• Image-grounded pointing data
=== Begin Enclosure ===
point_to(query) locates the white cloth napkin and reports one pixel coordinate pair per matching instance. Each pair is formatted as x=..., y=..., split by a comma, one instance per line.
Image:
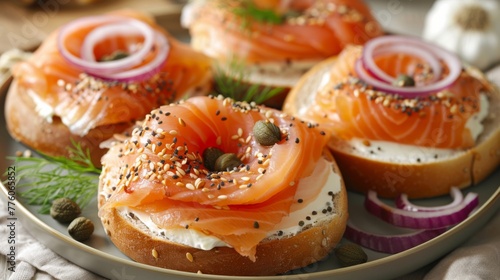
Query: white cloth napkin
x=33, y=259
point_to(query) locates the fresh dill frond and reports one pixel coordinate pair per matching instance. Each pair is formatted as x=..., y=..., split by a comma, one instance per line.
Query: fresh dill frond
x=230, y=82
x=46, y=178
x=249, y=11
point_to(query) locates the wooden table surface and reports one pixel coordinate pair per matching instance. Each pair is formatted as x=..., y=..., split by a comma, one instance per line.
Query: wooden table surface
x=24, y=27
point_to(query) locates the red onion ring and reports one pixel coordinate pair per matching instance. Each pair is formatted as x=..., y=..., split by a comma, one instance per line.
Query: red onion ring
x=121, y=70
x=390, y=244
x=421, y=220
x=403, y=203
x=147, y=70
x=365, y=65
x=376, y=72
x=131, y=27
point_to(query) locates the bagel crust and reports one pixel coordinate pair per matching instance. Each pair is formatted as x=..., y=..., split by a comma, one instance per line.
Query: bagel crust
x=274, y=256
x=364, y=172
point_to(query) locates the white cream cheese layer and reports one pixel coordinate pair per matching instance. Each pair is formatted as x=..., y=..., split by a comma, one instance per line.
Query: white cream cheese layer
x=309, y=211
x=474, y=124
x=42, y=108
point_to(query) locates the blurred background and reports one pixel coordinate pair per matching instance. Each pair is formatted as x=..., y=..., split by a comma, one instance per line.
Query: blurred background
x=25, y=23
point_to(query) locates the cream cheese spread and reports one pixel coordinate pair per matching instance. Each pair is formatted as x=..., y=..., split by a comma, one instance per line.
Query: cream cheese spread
x=310, y=211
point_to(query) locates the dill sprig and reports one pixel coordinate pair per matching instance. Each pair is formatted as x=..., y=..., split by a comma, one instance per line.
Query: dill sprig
x=46, y=178
x=230, y=82
x=248, y=10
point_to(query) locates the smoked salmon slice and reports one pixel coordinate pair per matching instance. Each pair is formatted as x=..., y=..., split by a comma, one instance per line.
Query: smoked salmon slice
x=84, y=102
x=272, y=31
x=160, y=169
x=350, y=108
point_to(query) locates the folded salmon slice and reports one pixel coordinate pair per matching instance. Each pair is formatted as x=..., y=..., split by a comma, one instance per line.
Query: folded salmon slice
x=350, y=108
x=160, y=169
x=83, y=102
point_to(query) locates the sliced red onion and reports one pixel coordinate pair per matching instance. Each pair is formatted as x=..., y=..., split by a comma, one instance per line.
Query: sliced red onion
x=147, y=70
x=380, y=81
x=129, y=27
x=421, y=220
x=390, y=244
x=369, y=64
x=121, y=70
x=403, y=203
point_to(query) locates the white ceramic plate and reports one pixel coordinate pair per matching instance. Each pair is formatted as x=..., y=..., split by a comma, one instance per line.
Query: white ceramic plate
x=101, y=256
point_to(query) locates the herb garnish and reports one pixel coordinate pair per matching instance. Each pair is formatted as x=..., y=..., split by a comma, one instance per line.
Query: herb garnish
x=46, y=178
x=248, y=10
x=230, y=82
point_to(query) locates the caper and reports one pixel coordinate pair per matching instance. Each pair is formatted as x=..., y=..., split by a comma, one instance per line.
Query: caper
x=210, y=155
x=350, y=254
x=81, y=228
x=404, y=80
x=266, y=133
x=64, y=210
x=226, y=162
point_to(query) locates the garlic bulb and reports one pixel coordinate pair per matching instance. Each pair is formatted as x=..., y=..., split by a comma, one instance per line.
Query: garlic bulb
=== End Enclosure ===
• WORK TASK
Each line from the one containing "Query: smoked salmon slice" to the close of the records must appear in the output exactly, and no other line.

• THE COMPLETED TASK
Query: smoked salmon slice
x=84, y=102
x=272, y=31
x=160, y=169
x=350, y=108
point_to(query) locates the folded salmon slice and reports one pixel coordinate pair per matching instance. Each pair is formatted as x=..., y=..., split by a comma, one instance per line.
Query: folded salmon slice
x=350, y=108
x=160, y=169
x=83, y=102
point_to(query) locates the sliced red onion and reports one pixel coordinate pair per matching instance. Each pair is formatted as x=..., y=..., split by a comma, one instance per line.
Query: sliced red onion
x=147, y=70
x=380, y=81
x=129, y=27
x=421, y=220
x=390, y=244
x=369, y=64
x=121, y=70
x=403, y=203
point_to(query) locates the white ceramic plate and reports one pixel coordinate pair per matching instance. Each pair is formatted as x=..., y=..., split by a comma, one instance per line.
Query: white ceramic plate
x=101, y=256
point_to(query) locates the herb garnish and reports one pixel coordinate pair per matching instance. Each pair is formatted as x=..., y=..., split by a comma, one instance per line.
Query: herb garnish
x=46, y=178
x=248, y=10
x=230, y=82
point_to(query) locates the caper and reports one pixel coordinate pair per matching instance. Each pair is formatted as x=..., y=..., split by a comma, one instance per line.
Query: caper
x=210, y=155
x=350, y=254
x=81, y=228
x=404, y=80
x=266, y=133
x=64, y=210
x=226, y=162
point_to(query) locates the garlic bulb and reports one pixel coordinate pair per matching instance. Each pair is formatted as x=..., y=..., split by a comma, one instance per line.
Query: garlic bulb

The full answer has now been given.